--- start of EXCERPT TO READ ---
The Blue Diamond Garden Centres exhibit in the Great Pavilion featured our own Rose Cottage Clay Brick Pavers laid in a classic herringbone pattern through the houseplant walkway. With over 35 metres of walk-through pathway threading the 240 square metre exhibit, the choice of laying pattern mattered enormously and herringbone delivered exactly what the space needed. The interlocking zigzag of the Rose Cottage clay bricks created a surface with genuine visual momentum, drawing visitors naturally along the route and through the planted zone. The warm, earthy tones of the clay sat beautifully against the lush tropical and shade-loving houseplants on either side, grounding an exotic planting scheme with something unmistakably rooted and British. Clay brick pavers in herringbone are one of the most enduring combinations in garden design - practical, slip-resistant, and extraordinarily good-looking. seeing them at Chelsea 2026 in such a high-footfall setting was a reminder of just how hardworking a well-chosen paver can be.
--- end of EXCERPT TO READ ---
--- start of SOURCE DATA ---
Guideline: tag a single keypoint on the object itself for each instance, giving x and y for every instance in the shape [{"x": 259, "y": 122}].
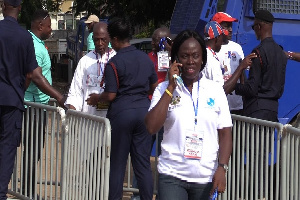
--- end of SOURCE DATA ---
> _TASKS FOR THIS EXERCISE_:
1/ How many square metres does the exhibit described in the paver passage cover?
2/ In the paver passage, which qualities are listed after the dash in the sentence that begins "Clay brick pavers in herringbone"?

> _RESULTS FOR THE EXERCISE_:
1/ 240 square metres

2/ Practical, slip-resistant, and extraordinarily good-looking